Descrizione del problema
Prosegui il brano sulla quarantena contro la peste, riprendendo subito dopo la sua ultima frase.

Brano da leggere
Ma il più efficiente metodo per combattere la peste fu la quarantena. La prima quarantena europea fu introdotta dalla città-porto di Ragusa, l’attuale Dubrovnik, i cui governanti costringevano qualsiasi nave che veniva dall’Oriente a restare lontano dalla città per 40 giorni. L’idea fu presa anche da altri porti e città europee. Sulla terraferma, il cordone sanitario austriaco fu estremamente efficiente, organizzato lungo le frontiere militari.
Senza prendere di mira consapevolmente il vettore di diffusione della peste, gradualmente, tutte le misure che prevedevano il confinamento dei malati o dei sospetti di contagio davano alcuni risultati. Di conseguenza, il passo successivo fu la verifica e il confinamento per qualche giorno di quelli che arrivavano dalle zone colpite dalla peste nera, del Paese o fuori dal Paese. In concomitanza si sviluppò anche un sistema di lettere o biglietti di salute volti a certificare che il viaggiatore proveniva da zone non colpite dalla peste. Fu così che apparsero le quarantene interne e quelle esterne. Menzionati nei documenti interni anche col nome di lazzaretti, questi luogjhi di confinamento erano allestiti ad hoc nei principali punti d’ingresso nelle grandi città o nei villaggi, ci ha raccontato Sorin Grigoruţă.

Elenco fornito

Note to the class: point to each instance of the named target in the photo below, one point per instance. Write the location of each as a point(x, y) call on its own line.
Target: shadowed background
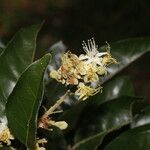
point(75, 20)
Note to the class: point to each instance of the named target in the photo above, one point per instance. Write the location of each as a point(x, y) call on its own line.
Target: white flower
point(85, 91)
point(92, 56)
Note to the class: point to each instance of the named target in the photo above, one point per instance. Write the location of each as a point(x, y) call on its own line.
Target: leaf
point(23, 103)
point(142, 119)
point(56, 50)
point(118, 86)
point(1, 50)
point(133, 139)
point(16, 57)
point(90, 143)
point(108, 116)
point(126, 52)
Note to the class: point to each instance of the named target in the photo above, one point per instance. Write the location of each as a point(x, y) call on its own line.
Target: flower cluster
point(5, 135)
point(84, 70)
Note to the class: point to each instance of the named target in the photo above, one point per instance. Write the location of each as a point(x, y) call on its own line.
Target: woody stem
point(56, 105)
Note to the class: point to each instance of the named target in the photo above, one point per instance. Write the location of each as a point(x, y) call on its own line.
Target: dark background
point(75, 20)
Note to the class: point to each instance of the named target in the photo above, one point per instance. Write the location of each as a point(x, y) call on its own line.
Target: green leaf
point(108, 116)
point(56, 50)
point(133, 139)
point(126, 52)
point(23, 103)
point(142, 118)
point(16, 57)
point(118, 86)
point(90, 143)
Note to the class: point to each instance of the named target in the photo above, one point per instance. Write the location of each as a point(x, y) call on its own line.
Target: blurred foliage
point(77, 20)
point(114, 119)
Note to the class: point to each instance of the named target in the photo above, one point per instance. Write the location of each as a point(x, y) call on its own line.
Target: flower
point(85, 91)
point(92, 54)
point(85, 70)
point(62, 125)
point(42, 142)
point(5, 135)
point(91, 74)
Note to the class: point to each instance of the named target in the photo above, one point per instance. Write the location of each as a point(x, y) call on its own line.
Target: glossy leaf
point(90, 143)
point(142, 118)
point(118, 86)
point(133, 139)
point(108, 116)
point(16, 57)
point(23, 103)
point(126, 52)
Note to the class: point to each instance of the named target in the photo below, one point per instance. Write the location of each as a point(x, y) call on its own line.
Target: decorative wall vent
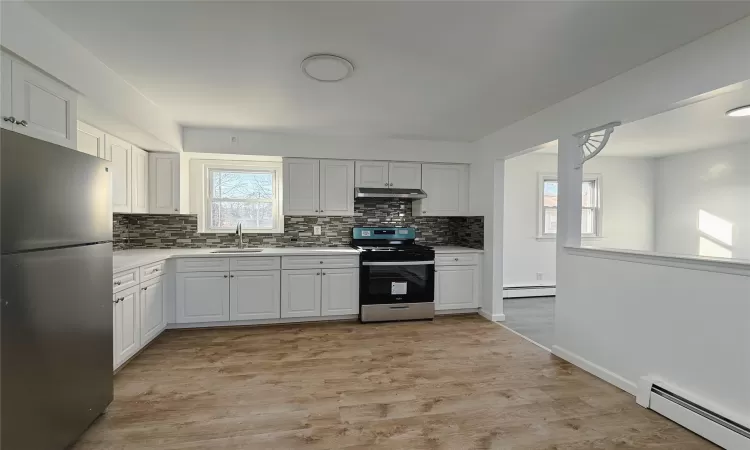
point(593, 141)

Risposta all'esercizio
Lo storico Delia Bălăican della Biblioteca dell’Accademia Romena ha studiato l’epidemia di febbre tifoide scoppiata durante la Prima Guerra Mondiale e ci racconta quali sono state le misure eccezionali prese dalle autorità. A un’equipe di 150 ingegneri fu affidato il compito di costruire baracche per il confinamento delle persone malate al fine di separarle da quelle sane. Le baracche erano di legno, erano ospedali da campo in cui erano ricoverati obbligatoriamente militari e civili, a prescindere dall’età e dal genere. La popolazione rurale abitava ancora in casupole prive di corrente elettrica e l’aerazione erà praticamente impossibile, mentre l’umidità favoriva la malattia. Ne furono rimossi i malati, si passò a misure drastiche di igienizzazione e allo spidocchiamento dei malati due volte alla settimana, all’igiene personale, dei vestiti e degli oggetti intimi. Ciò che non veniva bruciato, veniva messo nel forno per la disinfezione. Se non potevano essere messi nel forno, gli oggetti erano introdotto in petrolio o aceto, ha precisato Delia Bălăican.
Il docente Călin Cotoi spiega che l’introduzione della quarantena durante l’epidemia di colera nei Principati Romeni negli anni 1830 significò l’aumento dell’autorità dello stato. Lo stato romeno introdusse quarantene sul fiume Prut, ma sopratttuto sul Danubio. Questa volta le quarantene furono molto severe, ma, una volta introdotte, esse entrarono in crisi. Lo stato romeno dipendeva sempre di più dal commercio con cereali, che assicurava la sua fonte di finanziamento e di sussistenza, e questo commercio fu messo in pericolo da una quarantena troppo dura. Cosicchè c’era sempre una tensione tra la libertà del commercio e il pericolo del colera, ha precisato Călin Cotoi.
Le misure di contenimento delle epidemie, anche se impopolari, hanno salvato l’umanità in tempi di crisi sanitaria. E la responsabilità per il bene comune richiede spesso fermezza.